**EXERCISE DESCRIPTION**
Filter these records by the string "rough", copying each line that holds it.

**Segmentation mask data**
#####

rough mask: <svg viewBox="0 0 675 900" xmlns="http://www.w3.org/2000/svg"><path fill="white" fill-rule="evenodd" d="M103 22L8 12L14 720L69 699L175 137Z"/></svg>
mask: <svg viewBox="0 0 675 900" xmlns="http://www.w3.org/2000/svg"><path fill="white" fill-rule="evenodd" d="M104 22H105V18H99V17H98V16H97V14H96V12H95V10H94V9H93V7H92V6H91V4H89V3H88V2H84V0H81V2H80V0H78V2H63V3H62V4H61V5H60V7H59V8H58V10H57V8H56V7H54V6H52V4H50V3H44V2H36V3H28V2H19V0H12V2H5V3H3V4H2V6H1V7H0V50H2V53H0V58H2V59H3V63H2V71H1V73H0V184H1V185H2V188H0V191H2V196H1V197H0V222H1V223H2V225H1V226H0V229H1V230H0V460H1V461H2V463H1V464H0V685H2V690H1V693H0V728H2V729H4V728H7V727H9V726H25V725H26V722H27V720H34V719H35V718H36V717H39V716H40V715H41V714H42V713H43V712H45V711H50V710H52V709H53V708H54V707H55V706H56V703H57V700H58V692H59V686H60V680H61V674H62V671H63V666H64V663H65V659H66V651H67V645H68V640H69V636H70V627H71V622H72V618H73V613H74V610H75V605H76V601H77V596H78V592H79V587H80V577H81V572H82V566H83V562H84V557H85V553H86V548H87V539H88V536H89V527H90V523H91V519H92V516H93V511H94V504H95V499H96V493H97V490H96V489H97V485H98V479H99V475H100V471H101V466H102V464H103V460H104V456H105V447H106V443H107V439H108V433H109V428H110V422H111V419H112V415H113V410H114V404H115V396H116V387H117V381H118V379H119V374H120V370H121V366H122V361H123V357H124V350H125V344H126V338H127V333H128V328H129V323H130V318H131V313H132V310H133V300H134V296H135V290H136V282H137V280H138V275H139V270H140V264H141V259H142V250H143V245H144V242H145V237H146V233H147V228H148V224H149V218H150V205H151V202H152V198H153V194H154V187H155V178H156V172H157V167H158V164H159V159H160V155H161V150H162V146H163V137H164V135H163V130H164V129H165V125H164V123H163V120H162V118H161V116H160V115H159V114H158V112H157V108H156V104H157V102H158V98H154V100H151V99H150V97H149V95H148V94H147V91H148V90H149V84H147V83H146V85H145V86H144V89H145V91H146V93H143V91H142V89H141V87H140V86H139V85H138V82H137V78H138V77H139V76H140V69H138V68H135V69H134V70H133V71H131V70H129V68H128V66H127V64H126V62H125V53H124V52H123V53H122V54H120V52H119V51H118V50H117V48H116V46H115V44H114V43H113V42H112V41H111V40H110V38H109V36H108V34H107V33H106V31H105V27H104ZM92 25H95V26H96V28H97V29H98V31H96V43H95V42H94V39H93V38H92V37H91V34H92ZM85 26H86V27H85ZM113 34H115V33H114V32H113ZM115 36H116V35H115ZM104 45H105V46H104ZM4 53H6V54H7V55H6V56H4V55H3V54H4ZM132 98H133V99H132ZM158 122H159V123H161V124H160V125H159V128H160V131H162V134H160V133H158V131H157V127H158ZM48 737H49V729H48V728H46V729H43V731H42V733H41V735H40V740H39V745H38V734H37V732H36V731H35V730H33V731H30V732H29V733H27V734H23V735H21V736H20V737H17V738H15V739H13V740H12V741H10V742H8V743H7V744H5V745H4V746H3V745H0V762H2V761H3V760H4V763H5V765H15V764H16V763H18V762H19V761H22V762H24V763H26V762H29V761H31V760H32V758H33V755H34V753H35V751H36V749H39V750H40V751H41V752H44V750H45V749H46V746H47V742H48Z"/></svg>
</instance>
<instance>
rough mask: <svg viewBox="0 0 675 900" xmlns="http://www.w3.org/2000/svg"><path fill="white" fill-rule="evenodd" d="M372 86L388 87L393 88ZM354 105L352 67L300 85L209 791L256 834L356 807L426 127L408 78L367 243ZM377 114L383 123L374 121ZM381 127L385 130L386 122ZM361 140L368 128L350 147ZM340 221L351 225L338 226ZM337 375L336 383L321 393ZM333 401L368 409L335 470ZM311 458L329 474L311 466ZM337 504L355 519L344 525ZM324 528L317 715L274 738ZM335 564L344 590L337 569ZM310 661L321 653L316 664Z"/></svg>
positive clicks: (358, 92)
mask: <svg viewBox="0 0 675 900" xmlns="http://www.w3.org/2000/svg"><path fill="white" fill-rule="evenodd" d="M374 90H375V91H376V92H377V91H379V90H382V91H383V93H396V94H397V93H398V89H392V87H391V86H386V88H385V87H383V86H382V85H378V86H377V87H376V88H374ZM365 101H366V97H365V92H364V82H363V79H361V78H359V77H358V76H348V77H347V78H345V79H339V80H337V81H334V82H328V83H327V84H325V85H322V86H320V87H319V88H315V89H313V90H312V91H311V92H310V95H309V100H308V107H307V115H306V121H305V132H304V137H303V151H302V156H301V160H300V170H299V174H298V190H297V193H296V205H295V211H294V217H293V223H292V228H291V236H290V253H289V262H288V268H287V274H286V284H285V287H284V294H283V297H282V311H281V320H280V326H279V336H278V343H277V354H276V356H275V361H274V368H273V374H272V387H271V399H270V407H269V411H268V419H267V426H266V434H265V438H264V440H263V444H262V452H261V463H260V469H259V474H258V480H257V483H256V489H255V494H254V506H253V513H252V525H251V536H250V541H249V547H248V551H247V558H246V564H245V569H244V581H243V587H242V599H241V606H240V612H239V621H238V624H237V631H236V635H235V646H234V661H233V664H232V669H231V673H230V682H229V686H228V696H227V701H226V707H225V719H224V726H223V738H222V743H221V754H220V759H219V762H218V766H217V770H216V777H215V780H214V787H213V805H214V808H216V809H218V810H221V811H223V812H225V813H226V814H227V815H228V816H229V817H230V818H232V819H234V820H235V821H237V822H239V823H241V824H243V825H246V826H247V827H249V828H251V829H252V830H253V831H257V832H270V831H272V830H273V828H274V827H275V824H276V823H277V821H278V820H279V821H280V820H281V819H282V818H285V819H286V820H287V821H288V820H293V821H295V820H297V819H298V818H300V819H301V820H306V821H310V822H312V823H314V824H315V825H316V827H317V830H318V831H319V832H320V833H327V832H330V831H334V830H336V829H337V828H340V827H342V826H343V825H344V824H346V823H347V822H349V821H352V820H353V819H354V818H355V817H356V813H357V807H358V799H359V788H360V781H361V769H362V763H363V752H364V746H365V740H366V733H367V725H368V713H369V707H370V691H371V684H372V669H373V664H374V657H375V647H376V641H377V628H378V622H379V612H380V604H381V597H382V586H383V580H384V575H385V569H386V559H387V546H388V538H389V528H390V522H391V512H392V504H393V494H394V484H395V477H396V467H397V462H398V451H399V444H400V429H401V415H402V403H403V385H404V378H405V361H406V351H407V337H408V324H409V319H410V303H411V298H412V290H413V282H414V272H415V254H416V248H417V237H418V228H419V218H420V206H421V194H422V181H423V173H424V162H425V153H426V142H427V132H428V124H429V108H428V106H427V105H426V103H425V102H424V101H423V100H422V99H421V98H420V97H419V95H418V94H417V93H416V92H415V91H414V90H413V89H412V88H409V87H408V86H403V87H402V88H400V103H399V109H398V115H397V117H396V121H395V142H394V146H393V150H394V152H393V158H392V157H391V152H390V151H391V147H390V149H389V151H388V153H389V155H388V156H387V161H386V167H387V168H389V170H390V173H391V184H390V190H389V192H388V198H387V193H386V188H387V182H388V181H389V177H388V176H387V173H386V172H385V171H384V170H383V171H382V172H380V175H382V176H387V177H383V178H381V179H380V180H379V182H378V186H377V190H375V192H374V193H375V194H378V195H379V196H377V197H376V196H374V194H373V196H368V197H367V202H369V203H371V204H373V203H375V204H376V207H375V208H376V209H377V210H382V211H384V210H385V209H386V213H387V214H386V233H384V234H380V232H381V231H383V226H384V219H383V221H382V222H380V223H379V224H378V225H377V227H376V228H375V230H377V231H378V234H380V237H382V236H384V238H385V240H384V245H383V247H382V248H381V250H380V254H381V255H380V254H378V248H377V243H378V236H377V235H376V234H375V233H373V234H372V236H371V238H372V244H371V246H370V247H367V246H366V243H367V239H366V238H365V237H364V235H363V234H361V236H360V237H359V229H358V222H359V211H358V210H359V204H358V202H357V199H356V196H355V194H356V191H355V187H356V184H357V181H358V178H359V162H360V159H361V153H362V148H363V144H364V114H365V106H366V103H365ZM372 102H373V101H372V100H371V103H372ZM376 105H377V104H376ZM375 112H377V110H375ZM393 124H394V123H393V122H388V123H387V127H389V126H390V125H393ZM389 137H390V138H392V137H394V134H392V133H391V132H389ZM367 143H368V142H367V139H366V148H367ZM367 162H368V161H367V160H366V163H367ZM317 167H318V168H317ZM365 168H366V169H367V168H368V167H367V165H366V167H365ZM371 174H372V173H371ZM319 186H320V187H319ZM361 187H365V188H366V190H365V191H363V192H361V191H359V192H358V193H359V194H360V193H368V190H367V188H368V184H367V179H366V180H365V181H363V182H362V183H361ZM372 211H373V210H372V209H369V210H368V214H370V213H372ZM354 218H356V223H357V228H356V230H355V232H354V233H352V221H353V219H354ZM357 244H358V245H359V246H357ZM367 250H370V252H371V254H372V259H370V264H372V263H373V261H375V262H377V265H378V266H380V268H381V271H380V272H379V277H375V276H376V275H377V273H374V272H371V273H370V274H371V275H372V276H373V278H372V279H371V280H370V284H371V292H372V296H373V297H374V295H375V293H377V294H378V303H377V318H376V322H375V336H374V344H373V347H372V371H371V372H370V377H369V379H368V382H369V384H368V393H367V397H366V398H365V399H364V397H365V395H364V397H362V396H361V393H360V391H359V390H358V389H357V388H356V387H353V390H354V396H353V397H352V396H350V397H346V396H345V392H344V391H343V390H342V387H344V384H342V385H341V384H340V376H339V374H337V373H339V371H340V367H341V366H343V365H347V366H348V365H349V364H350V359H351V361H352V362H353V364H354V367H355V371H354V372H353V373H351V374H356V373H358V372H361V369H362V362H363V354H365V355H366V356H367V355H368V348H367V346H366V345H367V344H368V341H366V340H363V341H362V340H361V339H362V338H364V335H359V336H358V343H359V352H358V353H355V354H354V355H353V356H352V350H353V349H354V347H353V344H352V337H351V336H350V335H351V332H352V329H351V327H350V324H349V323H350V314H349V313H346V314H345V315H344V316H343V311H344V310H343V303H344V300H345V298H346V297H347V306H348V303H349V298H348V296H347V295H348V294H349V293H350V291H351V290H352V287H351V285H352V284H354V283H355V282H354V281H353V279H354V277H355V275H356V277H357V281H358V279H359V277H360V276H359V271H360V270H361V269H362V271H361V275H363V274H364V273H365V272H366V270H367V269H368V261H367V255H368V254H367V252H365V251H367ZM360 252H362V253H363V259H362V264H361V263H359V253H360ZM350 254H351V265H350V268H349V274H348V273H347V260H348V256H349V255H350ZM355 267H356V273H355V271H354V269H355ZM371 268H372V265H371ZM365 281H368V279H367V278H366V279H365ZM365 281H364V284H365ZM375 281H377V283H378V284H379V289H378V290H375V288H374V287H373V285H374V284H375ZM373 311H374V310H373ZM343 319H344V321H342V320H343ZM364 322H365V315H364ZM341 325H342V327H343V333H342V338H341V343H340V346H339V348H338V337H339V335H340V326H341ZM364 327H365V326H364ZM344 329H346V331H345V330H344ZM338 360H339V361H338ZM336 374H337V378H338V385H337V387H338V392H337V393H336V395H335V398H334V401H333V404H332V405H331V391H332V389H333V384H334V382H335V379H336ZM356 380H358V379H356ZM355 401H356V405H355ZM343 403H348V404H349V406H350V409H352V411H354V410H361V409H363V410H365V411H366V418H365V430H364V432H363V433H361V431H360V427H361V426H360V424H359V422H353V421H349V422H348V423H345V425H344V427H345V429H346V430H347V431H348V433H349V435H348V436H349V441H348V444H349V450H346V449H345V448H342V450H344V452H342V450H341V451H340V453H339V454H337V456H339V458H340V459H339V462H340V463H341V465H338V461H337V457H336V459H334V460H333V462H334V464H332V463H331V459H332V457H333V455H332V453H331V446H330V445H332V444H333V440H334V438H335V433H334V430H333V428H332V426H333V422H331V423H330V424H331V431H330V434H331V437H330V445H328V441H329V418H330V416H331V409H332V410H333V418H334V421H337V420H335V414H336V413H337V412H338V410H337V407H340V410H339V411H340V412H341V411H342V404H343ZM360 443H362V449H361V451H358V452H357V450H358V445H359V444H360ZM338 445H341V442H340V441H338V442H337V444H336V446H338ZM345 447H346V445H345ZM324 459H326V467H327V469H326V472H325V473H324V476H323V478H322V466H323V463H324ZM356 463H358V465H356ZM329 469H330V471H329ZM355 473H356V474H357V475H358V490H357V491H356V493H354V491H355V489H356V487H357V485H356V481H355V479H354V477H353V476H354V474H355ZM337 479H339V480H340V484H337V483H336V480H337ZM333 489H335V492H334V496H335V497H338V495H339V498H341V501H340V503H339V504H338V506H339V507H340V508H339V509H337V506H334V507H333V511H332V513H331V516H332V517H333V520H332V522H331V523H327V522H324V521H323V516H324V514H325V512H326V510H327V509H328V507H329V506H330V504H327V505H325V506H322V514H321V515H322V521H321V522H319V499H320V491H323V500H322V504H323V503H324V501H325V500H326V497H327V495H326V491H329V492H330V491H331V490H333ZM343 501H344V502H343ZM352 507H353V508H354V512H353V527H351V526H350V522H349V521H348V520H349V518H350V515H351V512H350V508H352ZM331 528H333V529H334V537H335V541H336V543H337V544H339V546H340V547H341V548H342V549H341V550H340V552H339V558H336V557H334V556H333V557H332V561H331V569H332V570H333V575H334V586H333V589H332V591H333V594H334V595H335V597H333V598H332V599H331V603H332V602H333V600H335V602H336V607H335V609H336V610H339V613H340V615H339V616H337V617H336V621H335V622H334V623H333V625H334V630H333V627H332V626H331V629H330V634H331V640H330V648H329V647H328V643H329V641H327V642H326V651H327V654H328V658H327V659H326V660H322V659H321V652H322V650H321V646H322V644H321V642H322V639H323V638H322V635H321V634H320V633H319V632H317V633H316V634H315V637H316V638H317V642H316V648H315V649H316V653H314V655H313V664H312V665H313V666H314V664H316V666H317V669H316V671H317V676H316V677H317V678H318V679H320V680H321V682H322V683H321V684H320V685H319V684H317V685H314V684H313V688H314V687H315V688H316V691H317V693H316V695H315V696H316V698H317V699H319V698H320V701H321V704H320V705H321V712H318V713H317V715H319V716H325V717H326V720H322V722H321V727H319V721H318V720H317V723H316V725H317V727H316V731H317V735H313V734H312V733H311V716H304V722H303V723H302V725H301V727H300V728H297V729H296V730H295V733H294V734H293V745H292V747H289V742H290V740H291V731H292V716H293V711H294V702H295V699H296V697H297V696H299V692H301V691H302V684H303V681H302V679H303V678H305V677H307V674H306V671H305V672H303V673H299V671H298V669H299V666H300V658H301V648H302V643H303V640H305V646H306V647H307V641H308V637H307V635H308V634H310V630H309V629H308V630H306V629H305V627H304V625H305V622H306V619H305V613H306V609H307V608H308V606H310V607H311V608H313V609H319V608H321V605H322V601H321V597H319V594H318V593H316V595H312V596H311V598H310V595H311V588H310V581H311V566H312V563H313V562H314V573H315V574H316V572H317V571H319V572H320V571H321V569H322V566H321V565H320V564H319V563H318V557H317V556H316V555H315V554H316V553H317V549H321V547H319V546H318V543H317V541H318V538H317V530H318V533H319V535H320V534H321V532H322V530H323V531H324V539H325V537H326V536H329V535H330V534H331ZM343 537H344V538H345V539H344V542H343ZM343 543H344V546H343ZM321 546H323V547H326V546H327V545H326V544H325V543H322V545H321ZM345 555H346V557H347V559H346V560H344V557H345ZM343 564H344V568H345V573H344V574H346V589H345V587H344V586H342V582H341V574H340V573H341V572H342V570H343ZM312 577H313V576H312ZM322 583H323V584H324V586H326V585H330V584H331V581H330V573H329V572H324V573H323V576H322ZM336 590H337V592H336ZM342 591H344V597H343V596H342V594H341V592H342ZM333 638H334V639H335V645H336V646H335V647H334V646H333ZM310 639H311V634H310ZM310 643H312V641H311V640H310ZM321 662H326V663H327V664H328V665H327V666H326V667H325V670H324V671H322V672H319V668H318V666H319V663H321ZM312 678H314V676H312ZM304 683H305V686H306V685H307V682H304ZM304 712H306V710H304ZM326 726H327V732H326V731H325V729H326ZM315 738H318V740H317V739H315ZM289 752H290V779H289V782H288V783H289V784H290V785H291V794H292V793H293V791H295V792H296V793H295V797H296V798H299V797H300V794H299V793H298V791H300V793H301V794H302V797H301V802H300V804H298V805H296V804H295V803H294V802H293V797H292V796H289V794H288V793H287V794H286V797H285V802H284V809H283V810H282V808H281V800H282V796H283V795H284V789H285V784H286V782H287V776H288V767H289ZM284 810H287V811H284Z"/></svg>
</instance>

#####

**WORKED SOLUTION**
rough mask: <svg viewBox="0 0 675 900" xmlns="http://www.w3.org/2000/svg"><path fill="white" fill-rule="evenodd" d="M103 22L8 12L14 720L69 699L175 137Z"/></svg>
rough mask: <svg viewBox="0 0 675 900" xmlns="http://www.w3.org/2000/svg"><path fill="white" fill-rule="evenodd" d="M372 86L388 87L393 88ZM354 105L352 67L300 85L209 791L256 834L356 807L426 127L408 78L367 243ZM377 114L383 123L374 121ZM381 127L385 130L386 122ZM361 140L368 128L350 147ZM340 221L351 225L338 226ZM337 375L336 383L321 393ZM333 401L368 409L335 470ZM311 458L329 474L311 466ZM337 504L355 519L344 525ZM324 528L317 715L274 738ZM335 564L344 590L337 569ZM310 661L321 653L316 664Z"/></svg>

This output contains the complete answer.